• [WRITTEN PROBLEM]: Please resume the forum posts below about gay men, dating and casual sex, carrying them on from their last sentence.

I've never bothered, I don't really do sex, so it's never been a big or precious thing. I don't like this 'straying ***' tag that gays seem to have earned themselves, and I've never identified with that mind set. If I'm honest &gt I find it very distasteful.

I would date, but it would be for times out, meals, etc. I'd not want anything physical - that would never happen unless I met someone who's a perfect match in terms of how I see things.

As that's not going to happen, I just sit here & write about it!


Posted

About the polls, I have seen more than once that the most accurate, unbiased, anonymous polls show about 4% of men are gay... Not sure if that includes bi, but the hordes of ads I see on craigslist for instance, that say 'straight' or 'bi/curious', 'married' etc looking for cock, must mean that number only represents strictly gay guys...
I'd prefer a LTR myself, but in my situation, I can understand the compulsion to seek out NSA sex - if you like sex, it's better than nothing (in lieu of a BF) I would think. There seems to be lots of it available out there, unlike suitable boyfriends. But you may be right about the Afraid to Come Out and Be a Gay Man thing..

• [RAW DATA]:
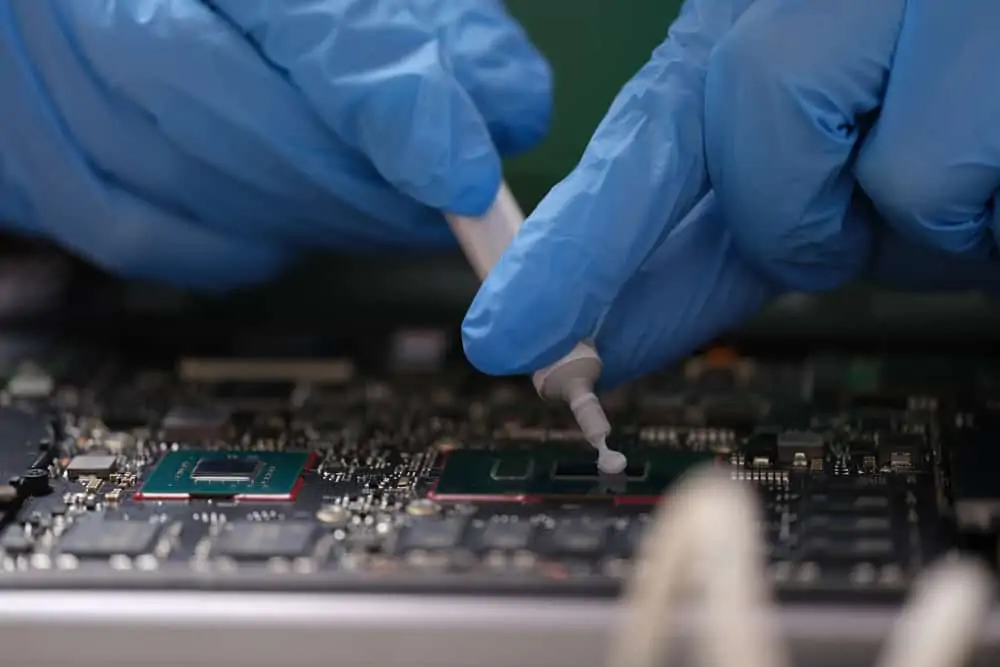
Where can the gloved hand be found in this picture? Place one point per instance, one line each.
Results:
(728, 171)
(205, 142)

• [SOLVED EXERCISE]:
So here's another question that comes from this: Are bisexuals more likely to keep their gay side in the closet or suppress it altogether because it's easier for them to fit the 'straight' mould? -getting a GF/wife/whatever.. and not take part in gay culture, the gay rights movement etc? Seems like a lot of them out there that do this. I'd also like to know how many bi's have chosen a bf/husband over a gf/wife.


Posted

I find that people seem to care less that I'm bisexual even when they see me date a guy because they seem to think "Oh, well. it's just a phase. He'll eventually settle down with a woman." or something like that. My father's actually come out and said something very similar, and since I do date both guys and girls, that seems to be the only reason I can conceive of that they don't treat me the same as everyone else. It's really quite odd..


Posted

So if you were fully gay like me, you think they would be less likely to say it's 'just a phase'?


Posted

I must admit my own bias. I tend to avoid guys who self-identify as bisexual. Some are really in a transitional phase as they accept the fact that they are Gay. I prefer to date men who have no problem with their sexual orientation. I would be uncomfortable with someone who is highly closeted or hiding behind a bisexual label.

Other people are truly bisexual and feel equally comfortable being intimate with men or women. In fact, they may enjoy the difference between heterosexual sex and homosexual sex. Many Gays tend to dismiss bisexuality and claim that these people are really Gay. I disagree. I believe that bisexual people do exist. Nevertheless, I would tend not to date a bisexual man for *** that he could never be fully satisfied only in a Gay relationship.

I realize that the above statements are broad generalizations. It is important to judge every person on his/her own merits. As Voltaire once wrote:

"All generalities are false..................including this one!"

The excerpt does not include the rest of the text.